Assigned task 1: In the Amp overview, which four technologies make up the FDAP stack?
--- Passage provided Enclosed Below ---
Skip to main content

Overview

Amp is a high-performance blockchain data platform that extracts, transforms, and serves blockchain data through SQL queries. Built on the FDAP stack (Apache Arrow Flight, DataFusion, Arrow, and Parquet), Amp provides a complete ETL pipeline for blockchain analytics and data services.
Amp combines the familiarity of SQL with the performance of Apache Arrow to deliver real-time blockchain data access at scale.

What Amp Does

Amp solves the core challenge of working with blockchain data: how to efficiently extract, transform, and query ever-growing blockchain datasets.
  • Extract: Pull data from multiple blockchain sources (EVM RPC, Firehose, Solana)
  • Transform: Process data using SQL queries with custom user-defined functions (UDFs)
--- End of Enclosed Passage provided ---
Assigned task 2: Reproduce everything in the rows from their very first line down through the line containing "positive clicks: (149, 277)", with both of those lines included.
--- Source data Enclosed Below ---
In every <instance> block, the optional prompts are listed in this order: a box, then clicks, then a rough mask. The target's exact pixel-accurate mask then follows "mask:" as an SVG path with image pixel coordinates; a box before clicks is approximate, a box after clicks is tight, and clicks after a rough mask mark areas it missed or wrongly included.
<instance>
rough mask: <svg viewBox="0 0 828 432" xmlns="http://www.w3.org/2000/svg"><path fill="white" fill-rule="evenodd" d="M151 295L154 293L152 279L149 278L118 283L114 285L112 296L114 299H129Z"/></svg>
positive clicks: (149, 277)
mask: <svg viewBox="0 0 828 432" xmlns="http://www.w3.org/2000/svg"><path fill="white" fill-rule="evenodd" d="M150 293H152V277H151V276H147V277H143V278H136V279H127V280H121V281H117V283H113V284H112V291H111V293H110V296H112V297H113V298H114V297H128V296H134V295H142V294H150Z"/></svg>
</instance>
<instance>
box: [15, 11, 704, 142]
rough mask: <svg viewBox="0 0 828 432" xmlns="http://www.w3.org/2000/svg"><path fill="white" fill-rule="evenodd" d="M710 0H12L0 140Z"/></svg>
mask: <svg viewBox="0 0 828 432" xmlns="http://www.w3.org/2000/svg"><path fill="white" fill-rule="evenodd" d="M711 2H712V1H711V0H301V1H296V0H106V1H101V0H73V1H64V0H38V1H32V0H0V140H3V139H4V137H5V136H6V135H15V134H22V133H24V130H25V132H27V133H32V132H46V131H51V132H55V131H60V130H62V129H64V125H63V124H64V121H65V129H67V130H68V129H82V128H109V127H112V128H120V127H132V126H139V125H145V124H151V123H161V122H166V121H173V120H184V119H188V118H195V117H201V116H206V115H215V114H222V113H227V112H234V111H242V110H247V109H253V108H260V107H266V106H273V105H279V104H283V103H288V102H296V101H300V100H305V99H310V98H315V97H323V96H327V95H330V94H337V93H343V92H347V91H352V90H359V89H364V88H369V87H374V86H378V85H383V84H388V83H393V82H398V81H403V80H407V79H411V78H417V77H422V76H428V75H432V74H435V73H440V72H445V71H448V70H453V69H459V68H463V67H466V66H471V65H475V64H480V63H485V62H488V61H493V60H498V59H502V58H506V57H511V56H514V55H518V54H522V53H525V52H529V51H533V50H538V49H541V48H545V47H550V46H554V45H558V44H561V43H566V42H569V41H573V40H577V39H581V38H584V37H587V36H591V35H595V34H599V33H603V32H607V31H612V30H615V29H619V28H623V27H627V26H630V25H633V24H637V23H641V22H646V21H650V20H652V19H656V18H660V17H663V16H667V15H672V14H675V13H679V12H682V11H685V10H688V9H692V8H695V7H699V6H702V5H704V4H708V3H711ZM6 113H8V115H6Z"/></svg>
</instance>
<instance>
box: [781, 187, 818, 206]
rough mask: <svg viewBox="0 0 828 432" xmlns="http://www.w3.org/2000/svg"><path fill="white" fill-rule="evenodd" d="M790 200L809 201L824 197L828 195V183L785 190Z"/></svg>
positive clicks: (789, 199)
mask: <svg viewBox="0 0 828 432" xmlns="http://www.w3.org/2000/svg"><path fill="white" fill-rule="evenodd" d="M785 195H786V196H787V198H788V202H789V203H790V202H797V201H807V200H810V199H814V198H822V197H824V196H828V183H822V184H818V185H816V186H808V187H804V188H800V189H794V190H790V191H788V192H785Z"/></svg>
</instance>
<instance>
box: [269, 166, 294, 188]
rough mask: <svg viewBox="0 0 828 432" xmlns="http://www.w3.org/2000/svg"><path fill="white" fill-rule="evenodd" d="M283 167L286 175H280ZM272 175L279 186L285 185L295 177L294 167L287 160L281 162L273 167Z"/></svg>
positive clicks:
--- End of Enclosed Source data ---
Answer 1: Apache Arrow Flight, DataFusion, Arrow, and Parquet.

Answer 2:
In every <instance> block, the optional prompts are listed in this order: a box, then clicks, then a rough mask. The target's exact pixel-accurate mask then follows "mask:" as an SVG path with image pixel coordinates; a box before clicks is approximate, a box after clicks is tight, and clicks after a rough mask mark areas it missed or wrongly included.
<instance>
rough mask: <svg viewBox="0 0 828 432" xmlns="http://www.w3.org/2000/svg"><path fill="white" fill-rule="evenodd" d="M151 295L154 293L152 279L149 278L118 283L114 285L112 296L114 299H129Z"/></svg>
positive clicks: (149, 277)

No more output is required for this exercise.